So clearly it’s an important definition because defining what a societies subsistence needs exactly are will give valuable insight on the physical organization of that society. Naturally, the next question ought to be: what are human subsistence needs? One could reason that human subsistence needs are reflective of natural human impulses. And it’s these impulses which drive humans to organize themselves the way they do. Furthermore, Marx seems to give insight on what these “human impulses” are, claiming that humans meet their subsistence needs via biological means (eating, drinking, delaying death etc) and cultivating individual gifts, and that is all done because humans have a natural tendency to do things for the community ( Marx German Ideology sec: D. Proletarians and Communism). This is important to the discussion regarding Singapore’s economic development because the way Singapore’s government institutions decided to improve their society was to make sure certain subsistence’s needs were facilitated and guaranteed to their citizenry. Under a Marxist framework, one can observe how Singapore addressed these subsistence needs of its populous by observing the societies relations of production.
The second and final term that needs to be properly analyzed is the phrase relations of production. For Marx, the relations of production seemed to serve as an important part of analysis in terms of understanding a particular society. The reason he thought this can be best explained by Marx:
“The totality of these relations of production constitutes the economic structure of society, the real foundation, on which arises a legal and political superstructure and to which correspond definite forms of social consciousness.” (Marx A Contribution to the Critique of Political Economy sec Preface).
So in essence the relations of productions for Marx are a reflection of a number of things such as: the economy, law, and political climate. The reason that Marx thinks the relation of production can provide an adequate description of society is due to the fact that it describes individuals’ relationship with productive forces. Mainly, he seems to pay close attention to who exactly owns these productive forces, because for Marx that determines how a particular society is organized. A brief excerpt from Marx’s magnus opus, Das Kapital allows for a more thorough explanation on the topic of relations of production:
“The latter is as much a production process of material conditions of human life as a process taking place under specific historical and economic production relations, producing and reproducing these production relations themselves, and thereby also the bearers of this process, their material conditions of existence and their mutual relations…their particular socio-economic form. For the aggregate of these relations, in which the agents of this production stand with respect to Nature and to one another, and in which they produce, is precisely society…”
The prose used by Marx gives insight on the importance of the relations of production if one is to fully grasp society via a Marxist framework. So, in order to understand Singapore’s economic rise under Marxist terms, we need to look at Singapore’s relations of production. But in order to do that a brief history of Singapore’s economic development must be discussed.
Singapore: A Brief Economic History.

_Actions to take:_
**1.** Decide whether each statement below agrees with the essay on Marx and Singapore. Answer yes or no for each and quote the words from the essay that decide it. (a) The essay calls relations of production the second and final term that needs analysis. (b) According to the essay, Marx claims humans meet their subsistence needs through biological means alone. (c) The essay says a brief history of Singapore's economic development must be discussed before looking at Singapore's relations of production.
**2.** Reproduce part of the essay on Marx and Singapore word for word. Begin at the words "The prose used" and stop after the words "Brief Economic History.".

_Records shown:_

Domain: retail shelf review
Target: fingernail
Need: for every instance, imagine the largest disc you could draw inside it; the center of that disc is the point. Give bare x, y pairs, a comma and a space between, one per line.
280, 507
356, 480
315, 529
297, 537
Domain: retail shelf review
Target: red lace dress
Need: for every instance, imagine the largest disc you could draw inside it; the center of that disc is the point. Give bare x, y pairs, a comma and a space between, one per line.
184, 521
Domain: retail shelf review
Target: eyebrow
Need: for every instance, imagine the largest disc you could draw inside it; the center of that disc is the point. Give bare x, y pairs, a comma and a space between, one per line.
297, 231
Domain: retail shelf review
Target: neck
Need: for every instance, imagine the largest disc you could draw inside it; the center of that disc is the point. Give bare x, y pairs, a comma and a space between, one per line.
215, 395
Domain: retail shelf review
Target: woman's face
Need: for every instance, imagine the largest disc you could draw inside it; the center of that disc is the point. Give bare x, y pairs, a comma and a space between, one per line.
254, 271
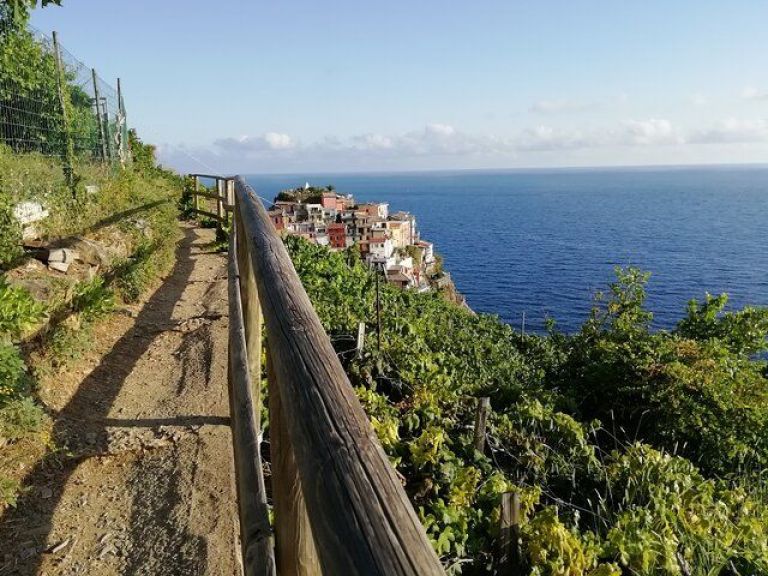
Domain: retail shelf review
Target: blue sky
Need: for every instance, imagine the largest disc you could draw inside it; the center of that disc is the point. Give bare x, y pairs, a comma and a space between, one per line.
293, 86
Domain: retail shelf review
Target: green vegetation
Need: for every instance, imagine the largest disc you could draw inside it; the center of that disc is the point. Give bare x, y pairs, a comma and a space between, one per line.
134, 209
634, 452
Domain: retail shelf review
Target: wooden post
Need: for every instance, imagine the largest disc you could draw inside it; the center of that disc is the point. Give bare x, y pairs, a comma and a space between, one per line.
509, 559
360, 339
219, 201
97, 102
361, 518
295, 550
255, 533
195, 196
251, 314
481, 417
68, 154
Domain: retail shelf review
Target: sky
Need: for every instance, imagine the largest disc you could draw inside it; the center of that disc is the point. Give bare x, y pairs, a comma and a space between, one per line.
294, 86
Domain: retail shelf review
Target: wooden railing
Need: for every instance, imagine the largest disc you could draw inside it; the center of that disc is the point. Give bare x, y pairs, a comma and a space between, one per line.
223, 197
339, 507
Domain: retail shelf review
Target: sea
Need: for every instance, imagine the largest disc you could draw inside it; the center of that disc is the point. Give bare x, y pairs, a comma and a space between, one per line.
532, 245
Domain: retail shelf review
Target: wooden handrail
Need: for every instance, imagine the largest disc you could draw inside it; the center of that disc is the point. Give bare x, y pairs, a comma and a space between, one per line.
255, 533
361, 520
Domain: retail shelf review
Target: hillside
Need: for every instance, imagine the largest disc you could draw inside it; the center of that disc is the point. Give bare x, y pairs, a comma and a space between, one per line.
633, 452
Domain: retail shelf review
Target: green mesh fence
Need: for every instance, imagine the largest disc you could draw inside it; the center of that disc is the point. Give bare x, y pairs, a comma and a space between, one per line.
52, 103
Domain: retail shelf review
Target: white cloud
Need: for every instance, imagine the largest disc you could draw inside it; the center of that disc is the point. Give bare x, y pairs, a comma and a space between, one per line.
444, 145
752, 93
249, 144
652, 131
546, 138
557, 106
732, 131
699, 99
440, 130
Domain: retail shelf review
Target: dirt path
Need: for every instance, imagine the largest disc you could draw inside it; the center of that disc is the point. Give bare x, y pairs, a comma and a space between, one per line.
146, 486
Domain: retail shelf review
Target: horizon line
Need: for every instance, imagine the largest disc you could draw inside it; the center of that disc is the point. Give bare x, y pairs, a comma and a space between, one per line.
713, 165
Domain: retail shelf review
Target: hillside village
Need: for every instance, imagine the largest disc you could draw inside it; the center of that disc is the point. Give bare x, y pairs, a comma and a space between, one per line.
388, 241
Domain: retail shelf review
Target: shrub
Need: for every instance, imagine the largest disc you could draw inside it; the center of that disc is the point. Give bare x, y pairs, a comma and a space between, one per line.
13, 374
18, 311
19, 418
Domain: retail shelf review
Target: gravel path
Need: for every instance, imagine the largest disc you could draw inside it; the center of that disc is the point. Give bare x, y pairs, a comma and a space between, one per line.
145, 485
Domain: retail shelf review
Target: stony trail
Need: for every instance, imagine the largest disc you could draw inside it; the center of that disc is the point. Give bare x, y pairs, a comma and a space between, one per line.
145, 482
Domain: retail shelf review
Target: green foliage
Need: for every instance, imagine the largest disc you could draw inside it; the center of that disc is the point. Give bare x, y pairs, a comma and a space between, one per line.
143, 155
743, 332
10, 230
13, 374
14, 14
594, 502
9, 490
20, 418
694, 390
18, 311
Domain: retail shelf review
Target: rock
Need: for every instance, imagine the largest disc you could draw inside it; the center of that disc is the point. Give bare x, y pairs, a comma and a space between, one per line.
28, 213
60, 546
61, 259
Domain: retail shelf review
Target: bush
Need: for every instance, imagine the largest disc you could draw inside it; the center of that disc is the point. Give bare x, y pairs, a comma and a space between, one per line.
18, 311
10, 231
19, 418
595, 503
13, 374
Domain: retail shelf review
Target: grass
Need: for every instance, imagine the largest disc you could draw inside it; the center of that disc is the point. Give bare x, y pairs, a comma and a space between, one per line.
139, 210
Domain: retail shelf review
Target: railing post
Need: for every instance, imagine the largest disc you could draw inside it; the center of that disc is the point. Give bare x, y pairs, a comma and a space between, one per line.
229, 211
361, 519
481, 417
219, 201
196, 189
295, 551
252, 319
255, 532
509, 558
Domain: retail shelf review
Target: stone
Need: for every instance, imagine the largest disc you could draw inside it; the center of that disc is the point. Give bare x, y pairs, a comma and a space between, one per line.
60, 259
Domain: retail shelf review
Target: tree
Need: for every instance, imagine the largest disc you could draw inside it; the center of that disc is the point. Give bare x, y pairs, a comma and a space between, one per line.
14, 14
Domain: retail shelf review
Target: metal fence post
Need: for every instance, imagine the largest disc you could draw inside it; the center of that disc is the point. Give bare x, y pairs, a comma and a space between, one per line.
97, 100
68, 151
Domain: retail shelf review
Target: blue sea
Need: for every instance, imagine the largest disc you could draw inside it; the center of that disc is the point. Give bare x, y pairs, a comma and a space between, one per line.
540, 243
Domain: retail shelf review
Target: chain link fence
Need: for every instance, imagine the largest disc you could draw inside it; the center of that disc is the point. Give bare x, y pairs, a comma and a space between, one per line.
53, 104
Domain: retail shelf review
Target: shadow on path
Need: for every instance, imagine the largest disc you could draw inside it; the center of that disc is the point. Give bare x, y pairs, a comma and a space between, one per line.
85, 415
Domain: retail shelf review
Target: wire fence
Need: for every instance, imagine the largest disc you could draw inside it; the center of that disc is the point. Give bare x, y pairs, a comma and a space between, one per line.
53, 104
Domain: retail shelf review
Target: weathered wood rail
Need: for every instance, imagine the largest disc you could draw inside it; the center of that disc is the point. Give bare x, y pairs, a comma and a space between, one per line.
339, 507
224, 197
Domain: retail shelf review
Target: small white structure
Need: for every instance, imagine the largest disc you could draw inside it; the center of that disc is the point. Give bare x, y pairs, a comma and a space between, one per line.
28, 214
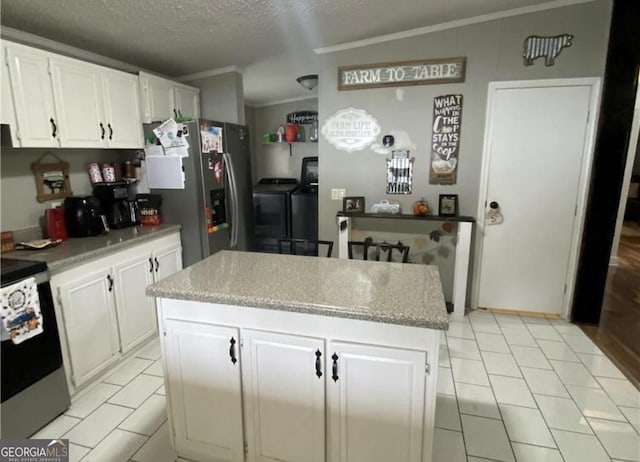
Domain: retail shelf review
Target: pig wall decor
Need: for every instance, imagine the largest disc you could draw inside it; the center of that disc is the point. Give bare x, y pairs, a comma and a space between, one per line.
548, 47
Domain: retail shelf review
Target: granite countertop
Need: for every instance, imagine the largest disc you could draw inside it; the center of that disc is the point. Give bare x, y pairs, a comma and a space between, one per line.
75, 251
393, 293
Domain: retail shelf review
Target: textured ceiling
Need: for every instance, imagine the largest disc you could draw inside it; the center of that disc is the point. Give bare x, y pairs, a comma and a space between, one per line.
272, 40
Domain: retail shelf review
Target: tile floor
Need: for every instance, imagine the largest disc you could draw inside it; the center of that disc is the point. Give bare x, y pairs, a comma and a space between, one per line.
510, 388
121, 418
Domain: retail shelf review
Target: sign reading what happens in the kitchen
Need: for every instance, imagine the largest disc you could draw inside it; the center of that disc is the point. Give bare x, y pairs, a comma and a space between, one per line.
445, 139
351, 129
418, 72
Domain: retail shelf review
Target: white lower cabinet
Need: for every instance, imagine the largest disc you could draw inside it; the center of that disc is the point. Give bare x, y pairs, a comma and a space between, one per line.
284, 389
308, 388
90, 322
205, 398
376, 402
136, 311
101, 306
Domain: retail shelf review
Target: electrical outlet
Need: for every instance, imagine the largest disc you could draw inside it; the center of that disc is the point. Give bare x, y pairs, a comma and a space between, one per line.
338, 193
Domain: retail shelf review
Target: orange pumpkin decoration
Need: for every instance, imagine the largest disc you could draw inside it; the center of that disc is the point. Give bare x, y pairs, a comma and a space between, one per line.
420, 208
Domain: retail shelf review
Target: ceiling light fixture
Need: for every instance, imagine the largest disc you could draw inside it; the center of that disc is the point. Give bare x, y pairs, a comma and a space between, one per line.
308, 81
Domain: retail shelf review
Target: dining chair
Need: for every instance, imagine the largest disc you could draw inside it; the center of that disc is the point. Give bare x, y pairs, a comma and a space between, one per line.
378, 248
303, 247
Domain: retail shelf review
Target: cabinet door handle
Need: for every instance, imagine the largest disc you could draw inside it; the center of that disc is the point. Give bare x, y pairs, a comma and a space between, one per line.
334, 370
232, 350
318, 364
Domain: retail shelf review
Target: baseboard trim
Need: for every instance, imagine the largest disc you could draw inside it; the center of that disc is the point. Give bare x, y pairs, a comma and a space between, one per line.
531, 314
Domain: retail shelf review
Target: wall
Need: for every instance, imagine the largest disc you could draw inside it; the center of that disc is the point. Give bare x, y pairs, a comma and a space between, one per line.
494, 53
221, 97
20, 209
273, 160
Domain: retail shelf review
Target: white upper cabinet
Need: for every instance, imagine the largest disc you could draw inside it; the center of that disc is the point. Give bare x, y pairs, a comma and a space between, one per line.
121, 109
37, 122
77, 94
162, 98
187, 101
7, 113
157, 98
65, 102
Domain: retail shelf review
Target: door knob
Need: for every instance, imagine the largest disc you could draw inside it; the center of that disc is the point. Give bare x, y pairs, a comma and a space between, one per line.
494, 215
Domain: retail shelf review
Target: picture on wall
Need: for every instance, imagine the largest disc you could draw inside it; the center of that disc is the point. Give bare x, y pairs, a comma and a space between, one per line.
445, 139
52, 180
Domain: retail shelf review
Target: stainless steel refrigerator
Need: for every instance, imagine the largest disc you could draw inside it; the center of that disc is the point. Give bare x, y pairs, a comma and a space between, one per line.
213, 202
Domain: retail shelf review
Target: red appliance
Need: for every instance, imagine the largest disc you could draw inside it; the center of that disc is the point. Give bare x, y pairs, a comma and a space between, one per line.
55, 223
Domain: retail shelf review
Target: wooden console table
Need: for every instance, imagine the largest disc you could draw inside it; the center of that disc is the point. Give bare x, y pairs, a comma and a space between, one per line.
463, 247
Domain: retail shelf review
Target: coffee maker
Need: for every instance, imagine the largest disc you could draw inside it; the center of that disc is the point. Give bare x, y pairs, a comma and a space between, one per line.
120, 210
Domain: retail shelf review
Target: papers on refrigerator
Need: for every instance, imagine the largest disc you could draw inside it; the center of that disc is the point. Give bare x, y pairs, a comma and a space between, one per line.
170, 134
211, 138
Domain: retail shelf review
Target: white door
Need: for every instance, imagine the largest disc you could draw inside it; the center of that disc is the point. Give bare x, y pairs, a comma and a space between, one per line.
284, 383
33, 96
204, 390
122, 109
78, 97
536, 156
376, 403
167, 262
187, 102
136, 311
90, 322
157, 98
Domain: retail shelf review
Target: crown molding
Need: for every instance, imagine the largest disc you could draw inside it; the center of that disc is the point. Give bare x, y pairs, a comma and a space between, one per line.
449, 25
209, 73
282, 101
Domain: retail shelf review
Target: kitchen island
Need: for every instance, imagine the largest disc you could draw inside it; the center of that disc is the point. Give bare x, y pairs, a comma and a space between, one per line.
291, 358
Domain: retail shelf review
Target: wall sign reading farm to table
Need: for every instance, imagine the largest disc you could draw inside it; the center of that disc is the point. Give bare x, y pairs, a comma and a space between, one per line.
419, 72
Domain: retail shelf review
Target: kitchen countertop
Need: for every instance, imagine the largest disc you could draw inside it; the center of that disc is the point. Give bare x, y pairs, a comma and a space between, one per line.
393, 293
75, 251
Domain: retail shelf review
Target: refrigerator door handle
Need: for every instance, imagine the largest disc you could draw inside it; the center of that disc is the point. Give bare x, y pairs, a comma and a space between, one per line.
234, 199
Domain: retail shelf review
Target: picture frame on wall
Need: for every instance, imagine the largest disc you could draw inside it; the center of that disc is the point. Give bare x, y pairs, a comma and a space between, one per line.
448, 205
52, 179
353, 204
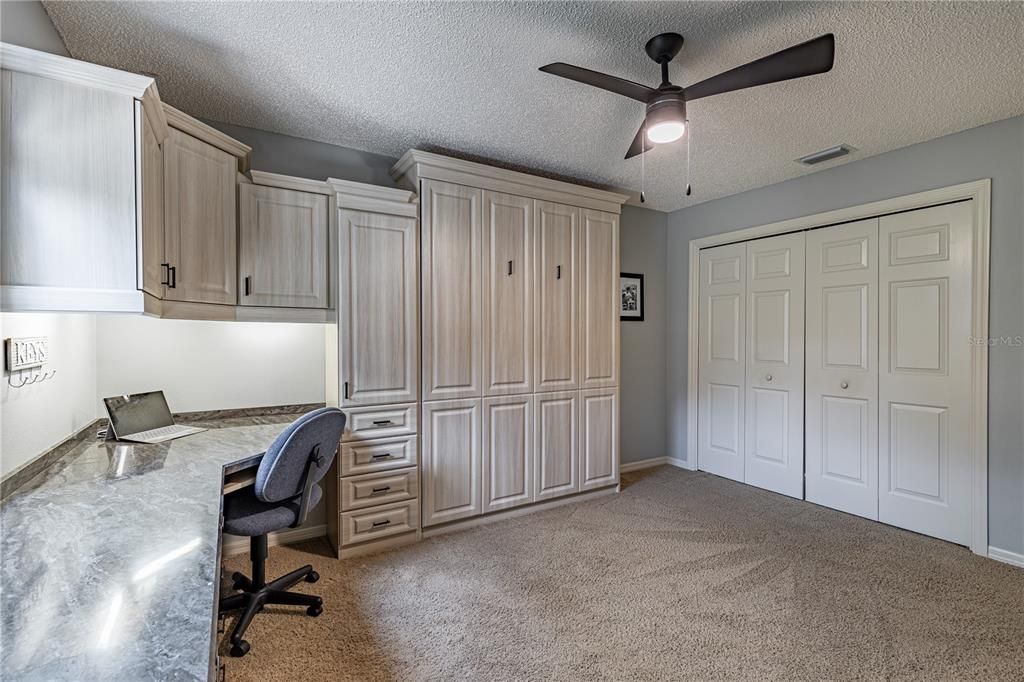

_Outputs in order:_
**1.**
(a) Yes: "The second and final term that needs to be properly analyzed is the phrase relations of production."
(b) No: "claiming that humans meet their subsistence needs via biological means (eating, drinking, delaying death etc) and cultivating individual gifts"
(c) Yes: "But in order to do that a brief history of Singapore’s economic development must be discussed."

**2.**
The prose used by Marx gives insight on the importance of the relations of production if one is to fully grasp society via a Marxist framework. So, in order to understand Singapore’s economic rise under Marxist terms, we need to look at Singapore’s relations of production. But in order to do that a brief history of Singapore’s economic development must be discussed.
Singapore: A Brief Economic History.